TEXT EXTRACT »

^^^^^^^^^^^^^^^^

In hot climates, dark-coloured GRP hulls often suffer from print-through, caused by the long-term heat-induced shrinkage of the exterior gelcoat and resin, which contracts down onto the fibre reinforcement and exposes the weave in the glass fibre fabric. It’s commonly known as the ‘orange peel effect’. However, even the blackest of alloy hulls are safe from this. And from gelcoat crazing. And osmosis. And delamination. In short, alloy boats are extremely durable and low-maintenance beasts. Aluminium alloy is also the easiest and cheapest of the major boatbuilding materials to recycle. Finally, if your aluminium boat ever catches fire, it’s unlikely to swiftly burn down to the waterline, as glass fibre boats can do. Still, here’s hoping that this benefit remains a hypothetical one.


High Tech

Elling construct their hulls from Twaron, an almost implausibly tough material that makes their transatlantic crossing boats all but unbreakable. Delta’s boats achieve their impressive fuel consumption by building carbon epoxy composite boats that weigh far less than their conventional GRP counterparts. So, given that high-tech construction has been with us for decades now, why don’t more of our production motor boat builders utilise at least some of the usual high-tech cast of characters – Kevlar, carbon, Nomex honeycomb, epoxy and Twaron, for example – to give us better boats? The following explanation is simplistic, but it demonstrates why we don’t see more mainstream high-tech powerboats. If money is no object, then of course, high-tech construction will give you a boat that is stronger and stiffer, lighter and therefore faster and more fuel-efficient, and yet as tough as its steel counterparts. For one-off projects, it cannot be bettered.

However, let’s say that an established boatbuilder wants to build a modest production run of small, fast speedboats. If he wants the boat to go faster, it’s immeasurably easier and cheaper to stick a 350hp outboard on the back instead of a 250hp than it is to pay for the far more expensive materials, find the more highly skilled labour to build the carbon epoxy composite boat, build an oven to heat-cure the structure in (essential to take full advantage of the superior materials) and have the new structure RCD approved.

^^^^^^^^^^^^^^^^

WORK TO COMPLETE »
(1) Can you print the stretch from "However, let’s say" through "structure RCD approved." in the text on boat hull materials?
(2) Would you proceed with the text on boat hull materials, picking up after its final sentence?

Pointing and labeling entries
^^^^^^^^^^^^^^^^

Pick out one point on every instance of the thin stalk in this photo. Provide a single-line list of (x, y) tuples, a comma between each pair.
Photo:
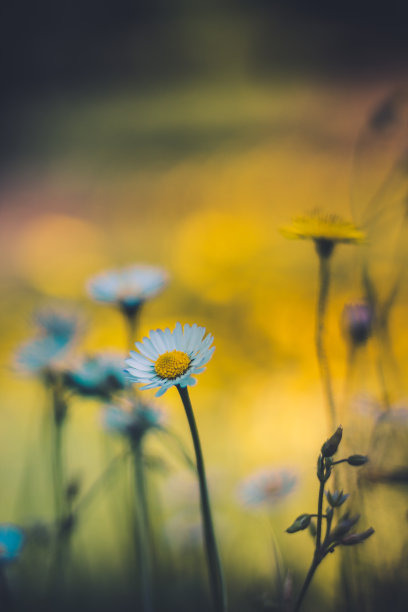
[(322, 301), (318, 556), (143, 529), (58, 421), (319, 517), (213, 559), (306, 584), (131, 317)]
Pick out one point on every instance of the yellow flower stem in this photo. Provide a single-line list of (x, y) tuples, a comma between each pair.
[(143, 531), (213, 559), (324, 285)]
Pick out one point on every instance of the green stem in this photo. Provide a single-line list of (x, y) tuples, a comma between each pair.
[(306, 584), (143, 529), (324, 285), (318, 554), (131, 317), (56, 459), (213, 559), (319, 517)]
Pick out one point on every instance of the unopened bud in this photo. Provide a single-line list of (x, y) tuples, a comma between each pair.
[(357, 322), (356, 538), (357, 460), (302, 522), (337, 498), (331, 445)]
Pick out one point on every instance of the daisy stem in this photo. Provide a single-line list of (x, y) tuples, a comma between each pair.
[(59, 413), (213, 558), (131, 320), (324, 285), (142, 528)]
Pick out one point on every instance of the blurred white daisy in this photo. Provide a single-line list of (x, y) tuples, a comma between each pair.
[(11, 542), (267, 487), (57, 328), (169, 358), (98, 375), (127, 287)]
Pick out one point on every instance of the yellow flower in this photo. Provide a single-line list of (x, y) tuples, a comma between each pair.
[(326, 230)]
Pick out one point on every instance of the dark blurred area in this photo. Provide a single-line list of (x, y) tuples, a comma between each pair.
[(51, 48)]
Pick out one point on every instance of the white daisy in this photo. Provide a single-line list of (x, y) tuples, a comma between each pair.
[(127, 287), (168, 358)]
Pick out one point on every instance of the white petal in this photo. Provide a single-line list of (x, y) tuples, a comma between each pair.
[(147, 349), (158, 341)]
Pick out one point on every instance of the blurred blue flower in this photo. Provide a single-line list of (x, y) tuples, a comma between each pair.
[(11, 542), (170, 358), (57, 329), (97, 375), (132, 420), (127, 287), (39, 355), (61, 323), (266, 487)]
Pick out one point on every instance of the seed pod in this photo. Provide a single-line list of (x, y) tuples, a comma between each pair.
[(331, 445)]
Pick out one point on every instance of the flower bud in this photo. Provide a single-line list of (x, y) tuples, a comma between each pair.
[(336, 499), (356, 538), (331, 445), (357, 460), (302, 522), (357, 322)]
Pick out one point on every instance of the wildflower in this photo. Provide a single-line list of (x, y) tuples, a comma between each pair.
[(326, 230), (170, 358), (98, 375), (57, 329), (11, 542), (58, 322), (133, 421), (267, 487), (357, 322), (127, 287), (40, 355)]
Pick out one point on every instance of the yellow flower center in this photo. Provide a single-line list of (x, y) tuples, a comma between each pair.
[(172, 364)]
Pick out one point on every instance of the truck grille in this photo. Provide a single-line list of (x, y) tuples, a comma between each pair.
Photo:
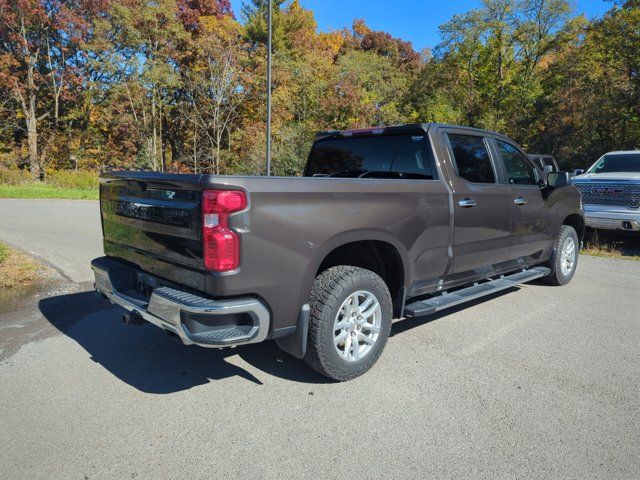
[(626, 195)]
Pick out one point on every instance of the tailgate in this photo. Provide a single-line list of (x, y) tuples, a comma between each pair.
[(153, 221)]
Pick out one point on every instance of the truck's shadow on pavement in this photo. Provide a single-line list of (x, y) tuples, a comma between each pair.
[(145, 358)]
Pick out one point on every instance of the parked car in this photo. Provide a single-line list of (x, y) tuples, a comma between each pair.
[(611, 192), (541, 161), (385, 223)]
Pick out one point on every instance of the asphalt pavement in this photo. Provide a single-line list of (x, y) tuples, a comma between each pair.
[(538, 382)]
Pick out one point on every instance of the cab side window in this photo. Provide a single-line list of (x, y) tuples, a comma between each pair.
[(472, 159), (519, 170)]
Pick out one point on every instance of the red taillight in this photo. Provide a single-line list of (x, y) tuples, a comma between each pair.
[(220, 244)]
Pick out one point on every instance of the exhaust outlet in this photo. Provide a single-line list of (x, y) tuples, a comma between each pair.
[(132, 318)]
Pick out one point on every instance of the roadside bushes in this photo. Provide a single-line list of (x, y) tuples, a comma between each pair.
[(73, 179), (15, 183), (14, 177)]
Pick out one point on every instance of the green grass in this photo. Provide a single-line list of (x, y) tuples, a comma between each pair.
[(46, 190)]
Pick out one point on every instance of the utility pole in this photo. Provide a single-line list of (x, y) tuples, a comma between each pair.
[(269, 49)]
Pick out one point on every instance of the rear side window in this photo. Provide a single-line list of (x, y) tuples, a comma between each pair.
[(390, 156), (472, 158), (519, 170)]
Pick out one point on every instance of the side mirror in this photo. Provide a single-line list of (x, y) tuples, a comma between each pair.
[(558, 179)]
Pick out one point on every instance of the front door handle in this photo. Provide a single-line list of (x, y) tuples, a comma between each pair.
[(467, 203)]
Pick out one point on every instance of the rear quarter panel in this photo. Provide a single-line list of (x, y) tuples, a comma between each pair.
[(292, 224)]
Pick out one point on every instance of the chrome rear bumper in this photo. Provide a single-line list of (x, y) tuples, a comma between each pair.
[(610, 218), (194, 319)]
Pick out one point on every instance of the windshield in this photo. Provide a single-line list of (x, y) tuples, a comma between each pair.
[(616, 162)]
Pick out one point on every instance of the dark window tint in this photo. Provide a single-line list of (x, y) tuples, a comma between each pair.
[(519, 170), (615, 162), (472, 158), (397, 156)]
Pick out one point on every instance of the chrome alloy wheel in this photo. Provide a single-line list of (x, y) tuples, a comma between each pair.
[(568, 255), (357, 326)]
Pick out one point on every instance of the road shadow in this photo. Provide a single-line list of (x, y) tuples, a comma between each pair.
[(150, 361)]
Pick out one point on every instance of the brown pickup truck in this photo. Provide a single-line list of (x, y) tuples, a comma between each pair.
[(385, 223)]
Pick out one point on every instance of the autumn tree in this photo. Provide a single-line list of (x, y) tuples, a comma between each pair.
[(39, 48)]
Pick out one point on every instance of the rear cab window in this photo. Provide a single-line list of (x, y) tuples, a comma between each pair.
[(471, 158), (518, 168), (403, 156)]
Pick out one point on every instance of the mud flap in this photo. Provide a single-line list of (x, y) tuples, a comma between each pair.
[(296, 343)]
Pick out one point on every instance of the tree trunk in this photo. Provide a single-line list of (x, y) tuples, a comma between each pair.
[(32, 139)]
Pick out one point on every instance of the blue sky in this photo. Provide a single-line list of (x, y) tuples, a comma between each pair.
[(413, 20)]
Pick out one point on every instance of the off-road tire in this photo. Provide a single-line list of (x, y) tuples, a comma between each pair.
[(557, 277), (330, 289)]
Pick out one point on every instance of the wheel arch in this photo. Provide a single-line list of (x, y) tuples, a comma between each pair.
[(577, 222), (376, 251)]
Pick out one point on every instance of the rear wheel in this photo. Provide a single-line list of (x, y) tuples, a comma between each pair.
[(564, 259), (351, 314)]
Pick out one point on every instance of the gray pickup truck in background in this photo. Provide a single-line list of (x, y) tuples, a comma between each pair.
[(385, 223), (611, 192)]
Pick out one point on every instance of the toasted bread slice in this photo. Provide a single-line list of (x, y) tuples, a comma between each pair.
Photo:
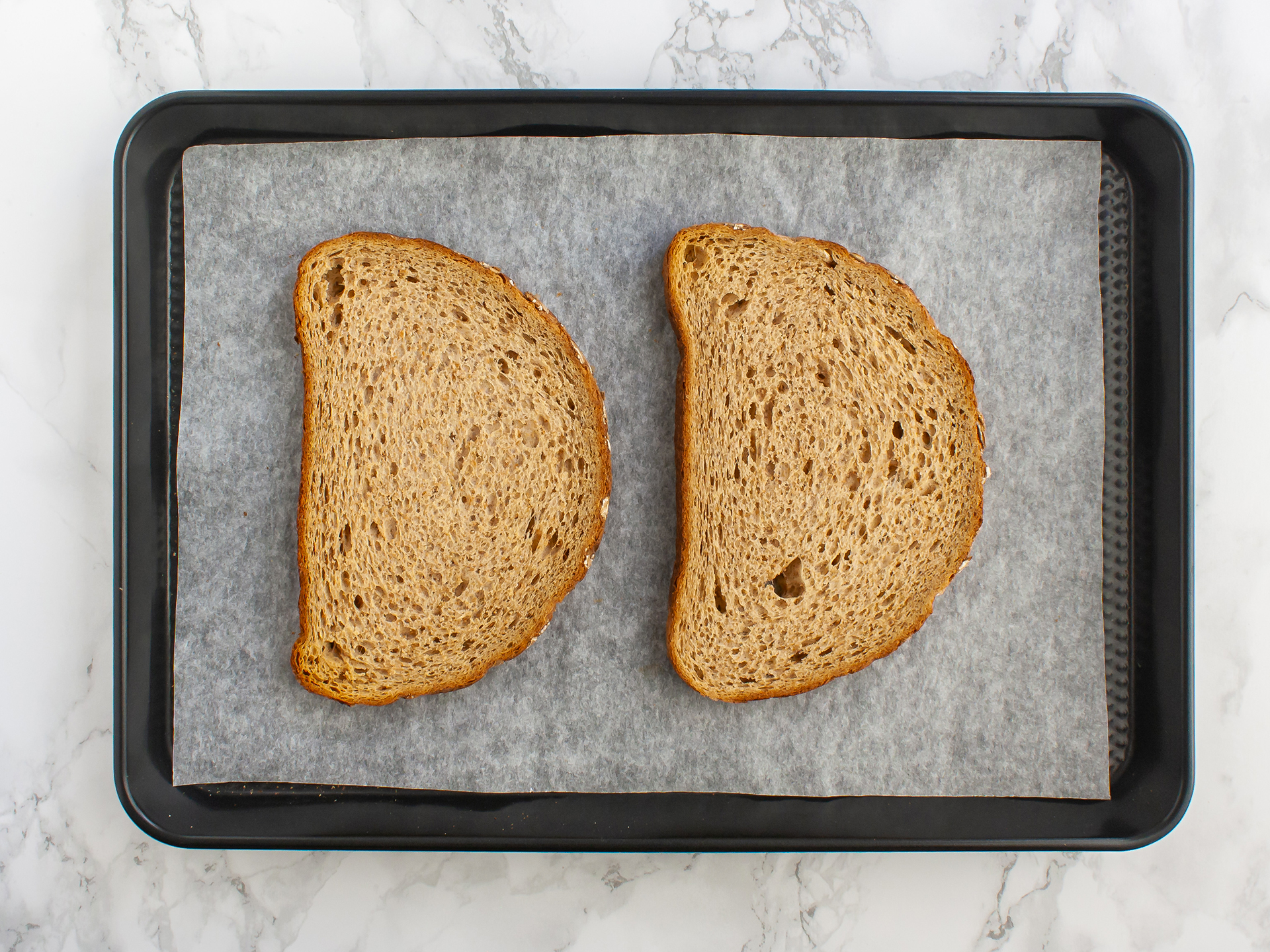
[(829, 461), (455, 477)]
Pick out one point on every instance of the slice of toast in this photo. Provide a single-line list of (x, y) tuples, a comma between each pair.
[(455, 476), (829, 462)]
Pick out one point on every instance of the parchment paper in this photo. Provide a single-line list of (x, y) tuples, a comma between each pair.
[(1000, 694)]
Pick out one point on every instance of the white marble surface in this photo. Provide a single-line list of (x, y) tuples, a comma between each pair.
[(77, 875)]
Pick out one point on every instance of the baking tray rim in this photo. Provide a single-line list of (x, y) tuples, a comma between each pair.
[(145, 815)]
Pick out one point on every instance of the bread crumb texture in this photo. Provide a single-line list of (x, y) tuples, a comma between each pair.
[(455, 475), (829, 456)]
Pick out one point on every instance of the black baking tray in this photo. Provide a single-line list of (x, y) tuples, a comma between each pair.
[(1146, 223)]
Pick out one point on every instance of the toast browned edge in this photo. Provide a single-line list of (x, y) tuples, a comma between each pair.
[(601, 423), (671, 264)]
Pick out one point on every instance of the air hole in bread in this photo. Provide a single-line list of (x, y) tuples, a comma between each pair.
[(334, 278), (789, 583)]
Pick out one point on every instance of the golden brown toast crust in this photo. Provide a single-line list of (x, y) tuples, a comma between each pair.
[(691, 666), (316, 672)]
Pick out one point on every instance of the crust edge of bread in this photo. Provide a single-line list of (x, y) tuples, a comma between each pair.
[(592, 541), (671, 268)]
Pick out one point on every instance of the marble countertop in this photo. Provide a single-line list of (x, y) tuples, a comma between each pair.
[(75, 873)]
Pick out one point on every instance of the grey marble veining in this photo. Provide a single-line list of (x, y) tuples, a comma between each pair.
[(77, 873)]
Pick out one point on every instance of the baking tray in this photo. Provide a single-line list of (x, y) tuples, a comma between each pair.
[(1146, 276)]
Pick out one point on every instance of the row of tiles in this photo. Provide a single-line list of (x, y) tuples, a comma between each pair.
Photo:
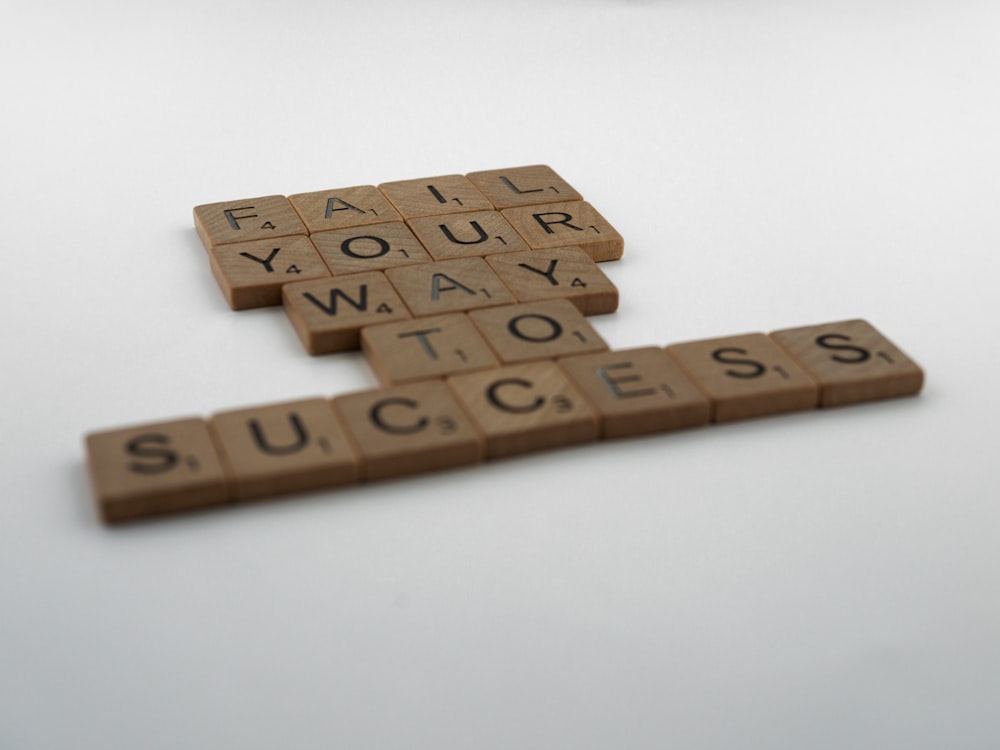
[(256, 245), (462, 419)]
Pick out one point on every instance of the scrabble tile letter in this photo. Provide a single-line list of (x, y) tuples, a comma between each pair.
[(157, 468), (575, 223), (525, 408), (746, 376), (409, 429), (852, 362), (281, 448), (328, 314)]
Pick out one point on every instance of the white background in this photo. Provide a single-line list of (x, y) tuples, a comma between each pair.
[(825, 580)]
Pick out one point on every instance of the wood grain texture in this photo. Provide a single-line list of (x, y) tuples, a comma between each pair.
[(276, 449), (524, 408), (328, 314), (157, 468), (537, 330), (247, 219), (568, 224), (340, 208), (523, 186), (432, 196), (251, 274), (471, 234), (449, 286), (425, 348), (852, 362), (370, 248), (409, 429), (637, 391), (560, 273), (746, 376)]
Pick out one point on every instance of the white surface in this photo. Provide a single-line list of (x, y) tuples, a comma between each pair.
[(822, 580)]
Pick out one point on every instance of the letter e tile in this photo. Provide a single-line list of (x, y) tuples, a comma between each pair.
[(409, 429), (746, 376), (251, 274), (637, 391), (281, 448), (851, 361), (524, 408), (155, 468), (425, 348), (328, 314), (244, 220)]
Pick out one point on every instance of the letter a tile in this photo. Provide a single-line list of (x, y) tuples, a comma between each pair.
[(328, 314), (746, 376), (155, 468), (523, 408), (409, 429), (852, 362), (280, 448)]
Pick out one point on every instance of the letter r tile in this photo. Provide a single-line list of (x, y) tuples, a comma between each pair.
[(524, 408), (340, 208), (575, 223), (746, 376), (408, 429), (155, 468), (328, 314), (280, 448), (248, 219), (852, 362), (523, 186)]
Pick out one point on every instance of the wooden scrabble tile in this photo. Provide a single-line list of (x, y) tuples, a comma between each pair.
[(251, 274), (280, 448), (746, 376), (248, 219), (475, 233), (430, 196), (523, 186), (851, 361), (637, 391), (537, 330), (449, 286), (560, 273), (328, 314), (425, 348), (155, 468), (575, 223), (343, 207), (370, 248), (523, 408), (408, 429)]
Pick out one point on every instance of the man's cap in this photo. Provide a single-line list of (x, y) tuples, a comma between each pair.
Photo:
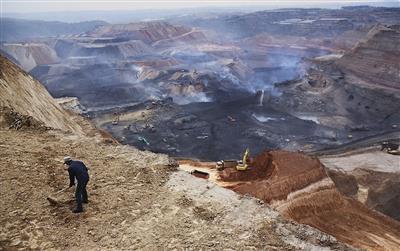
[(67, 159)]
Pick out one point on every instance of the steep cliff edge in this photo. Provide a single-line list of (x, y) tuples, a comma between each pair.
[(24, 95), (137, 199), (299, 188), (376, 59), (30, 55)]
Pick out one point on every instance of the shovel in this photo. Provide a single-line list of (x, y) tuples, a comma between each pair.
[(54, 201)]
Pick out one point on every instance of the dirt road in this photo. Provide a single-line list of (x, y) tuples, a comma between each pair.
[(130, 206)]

^^^^^^^^^^^^^^^^

ANSWERS FOR THE EXERCISE »
(1)
However, let’s say that an established boatbuilder wants to build a modest production run of small, fast speedboats. If he wants the boat to go faster, it’s immeasurably easier and cheaper to stick a 350hp outboard on the back instead of a 250hp than it is to pay for the far more expensive materials, find the more highly skilled labour to build the carbon epoxy composite boat, build an oven to heat-cure the structure in (essential to take full advantage of the superior materials) and have the new structure RCD approved.

(2)
At the other end of the scale, a big comfy cruiser presents the builder with a different dilemma. Most mainstream boatbuilders have either adopted resin infusion or are in the process of doing so, and that single act has already dramatically cut structural weight. However, our comfy cruisers have been piling on the pounds in the form of decadent luxuries such as stabilisers, monster TVs and ice makers, so when the weight-saving effect of resin infusion is factored in, the percentage of a boat’s overall weight represented by the structure plummets. Moving from that resin-infused point to full high-tech construction to reduce a boat’s constructional weight by, say, a further 35%, when that structure now only represents roughly a third of the boat’s overall displacement, rarely makes economic sense, at least to the accountants. Also, builders need to be mindful that carbon boats are extremely stiff and their thin shells can be comparatively noisy – qualities at odds with comfy cruising.


Steel

Immense strength is sometimes seen as steel’s only noteworthy benefit, but in truth it has many talents. Although considerably heavier than aluminium, steel shares many of its counterpart’s advantages, such as zero osmosis or star crazing. It resists rupture extremely well, and it is easy to recycle. Like aluminium, steel’s great strength gives designers tremendous scope to customise their interior layouts, because they can dispense with the restrictive structural bulkheads that are normally necessary on equivalent glass fibre boats. If that currently seems like a minor consideration for the sort of boats that appear in PBR, the trend for mild customisation on ever smaller boats is only ever going to intensify.

Unusually strong and rigid steel or alloy structures are good for other reasons. Mechanisms designed with exacting tolerances such as multi-part sliding doors and big pneumatically sealed sunroofs are less likely to have long-term problems if they are built into a structure that has practically no discernible movement. Deck gear subjected to high cyclical loading such as cleats and guard rails that would have to be through-bolted to a fibreglass boat can simply be welded to the main structure, eliminating potential weak spots such as the bolt holes. That same elevated rigidity also makes steel and aluminium boats very quiet. Fibreglass boats invariably flex more in rough conditions, and that often results in difficult-to-trace squeaks emanating from the interfaces between the complex internal GRP mouldings and the furniture. I’m still waiting to hear my first squeak from a metal boat.

Dutch boatbuilders in particular such as Linssen have proved that production-built steel boats can be very reasonably priced. This is largely because these builders have fully exploited the interlinked advantages of CAD (computer-aided design) and CAM (computer-aided manufacturing) to minimise their production costs. Weight is steel’s Achilles heel. It is possible to build hybrid boats with steel hulls and GRP superstructures that are light enough to allow them to plane, but it’s far from easy. And although the combination of skilled craftsman and good design means that steel superstructures can be almost as curvy as glass fibre ones, if you fall against a steel deck on a cold winter’s day, boy, does it hurt!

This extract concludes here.